Reproduce the listing below, replacing every occurrence of "drop a pin" with "place a marker" and leaving everything else as it is.

+++ Information given

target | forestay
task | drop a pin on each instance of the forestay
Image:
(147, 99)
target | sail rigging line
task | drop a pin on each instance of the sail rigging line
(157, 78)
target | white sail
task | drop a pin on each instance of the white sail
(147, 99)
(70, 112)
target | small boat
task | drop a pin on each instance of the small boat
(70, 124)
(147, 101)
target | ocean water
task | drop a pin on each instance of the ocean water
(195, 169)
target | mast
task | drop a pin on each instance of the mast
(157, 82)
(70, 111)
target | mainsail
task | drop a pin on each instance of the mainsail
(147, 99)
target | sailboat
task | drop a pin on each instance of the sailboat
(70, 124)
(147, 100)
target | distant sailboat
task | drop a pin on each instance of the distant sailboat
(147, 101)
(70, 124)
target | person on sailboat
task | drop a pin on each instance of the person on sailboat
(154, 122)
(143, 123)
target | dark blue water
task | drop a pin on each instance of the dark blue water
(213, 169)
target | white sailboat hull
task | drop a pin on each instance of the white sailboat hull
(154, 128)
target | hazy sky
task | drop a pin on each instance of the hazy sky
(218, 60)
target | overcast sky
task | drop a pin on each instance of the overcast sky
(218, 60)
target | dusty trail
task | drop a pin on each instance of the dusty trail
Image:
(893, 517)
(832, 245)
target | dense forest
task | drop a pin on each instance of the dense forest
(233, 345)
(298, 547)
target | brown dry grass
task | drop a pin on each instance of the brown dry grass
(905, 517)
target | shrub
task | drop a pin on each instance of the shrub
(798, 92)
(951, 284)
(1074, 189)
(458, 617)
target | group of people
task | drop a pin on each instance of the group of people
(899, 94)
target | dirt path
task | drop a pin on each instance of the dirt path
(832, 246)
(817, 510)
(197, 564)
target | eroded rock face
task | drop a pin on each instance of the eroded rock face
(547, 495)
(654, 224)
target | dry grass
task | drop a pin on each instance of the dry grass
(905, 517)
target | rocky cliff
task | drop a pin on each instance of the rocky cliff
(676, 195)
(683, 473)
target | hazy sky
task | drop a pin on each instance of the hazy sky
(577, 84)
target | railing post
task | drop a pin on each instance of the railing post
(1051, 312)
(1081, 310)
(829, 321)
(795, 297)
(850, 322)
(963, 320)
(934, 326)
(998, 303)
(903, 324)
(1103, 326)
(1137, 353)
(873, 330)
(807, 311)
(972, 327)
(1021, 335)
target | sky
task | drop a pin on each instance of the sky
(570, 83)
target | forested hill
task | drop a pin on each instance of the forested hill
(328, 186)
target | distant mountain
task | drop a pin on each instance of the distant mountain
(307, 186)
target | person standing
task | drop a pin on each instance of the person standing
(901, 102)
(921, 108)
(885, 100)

++++++

Solved exercise:
target | forestay
task | place a marker on each instance of the forestay
Image:
(147, 99)
target | sail rigging line
task | place a marker on each instance of the sail rigging line
(157, 78)
target | white sail
task | place a marker on each instance of the white sail
(147, 99)
(70, 112)
target | small boat
task | place a marker on each instance of the small boat
(70, 124)
(147, 101)
target | ocean water
task | place a marker on each instance of the ocean water
(195, 169)
target | mast
task | place a marker on each instance of the mast
(157, 82)
(70, 111)
target | mainsail
task | place a marker on each instance of the mainsail
(147, 99)
target | sailboat
task | place a marker on each instance of the sailboat
(70, 124)
(147, 100)
target | distant sailboat
task | place a marker on each instance of the distant sailboat
(147, 101)
(70, 124)
target | person on sailboat
task | place a marker on each instance of the person on sailboat
(154, 122)
(143, 123)
target | dark blue water
task | place a marker on each instance of the dark blue water
(213, 169)
target | white sailboat hull
task | place a marker on each instance of the white sailboat hull
(154, 128)
target | hazy sky
task | place a marker on each instance of the hazy sky
(218, 60)
target | overcast sky
task | place a marker on each instance of the overcast sky
(218, 60)
target | dusty trail
task | place a marker on each instance of the dusty trail
Image:
(893, 517)
(832, 245)
target | dense forest
task | place a marker on each instance of the dense forest
(233, 345)
(298, 547)
target | brown dry grass
task | place a marker on each instance of the brown dry grass
(905, 517)
target | shrub
task | place a marker on each instance of the shrub
(798, 92)
(951, 284)
(1074, 189)
(458, 617)
target | group of people
task | place a marker on each instance of the group of people
(899, 94)
target | dirt path
task | place a marker on each instance of the dirt path
(832, 246)
(817, 510)
(197, 564)
target | eroded rock face
task | place a marker on each instance of the eroded rock face
(547, 495)
(654, 224)
target | dry grass
task | place a marker on each instance of the dry grass
(905, 517)
target | rocky cliff
task | place a marker on each instance of the rocky cliff
(676, 195)
(683, 473)
target | hazy sky
task | place a marker on each instance of the hazy sky
(577, 84)
target | railing post
task | place a marker on each instance of the railing post
(1051, 312)
(1081, 310)
(829, 321)
(795, 297)
(850, 322)
(963, 320)
(934, 326)
(998, 303)
(903, 324)
(1103, 326)
(1137, 353)
(873, 330)
(807, 311)
(972, 327)
(1021, 335)
target | sky
task | place a marker on each instance of the sky
(570, 83)
target | forested hill
task | place a marker on each instance of the forested hill
(328, 186)
target | distant mountain
task | place a marker on each instance of the distant mountain
(307, 186)
target | person standing
task | place a marker on each instance of the person standing
(901, 102)
(921, 108)
(885, 100)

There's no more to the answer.